— START Document text —

NEWSLETTER 2013
36
Liability Lawsuit
In General
Art. 193 TCC specifically regulates the liability arising from not
executing restructuring transactions in accordance with the law. Pursuant
to this provision, persons participating in the restructuring transaction in
any way shall be liable to the companies, shareholders and creditors of
the companies involved for the damages they cause due to negligence or
fault.
Parties to the Lawsuit
Contrary to the first two lawsuits I assessed above in relation to
restructuring transactions, not only the shareholders, but also the company
itself or its creditors may initiate a liability lawsuit.

— END Document text —
— START Dataset content —

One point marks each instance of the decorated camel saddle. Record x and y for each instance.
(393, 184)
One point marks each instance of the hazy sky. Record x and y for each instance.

— END Dataset content —

Actions to take:
1. In the newsletter passage on liability lawsuits, which provision of the TCC regulates liability for not executing restructuring transactions in accordance with the law?
2. Write the next part of the newsletter passage on restructuring liability lawsuits, starting after its final sentence.

Responses to the tasks:
1. Art. 193 TCC.

2.
The defendants to this lawsuit are defined with a broad scope in
the TCC. Accordingly, persons who participated in the merger, spin-
off or conversion transactions in any manner may be the defendants to
this lawsuit. In the event of a broad interpretation of this provision, in
addition to the company managers who engaged in the transaction, all
auditors, financial institutions as well as other consultants who engaged
in the transaction may become defendants. Nevertheless, pursuant to
the strict interpretation, which should prevail, the responsibility of the
bodies should be enforced rather than the responsibility of the persons
who provide consultation services under an agreement executed with
the company. Accordingly, the board of directors, managers, liquidation
officers and directors may be held liable and become the defendants to
this lawsuit. I am of the opinion that shareholders who participated in the
general assembly meeting should also be kept out of the scope of this
lawsuit.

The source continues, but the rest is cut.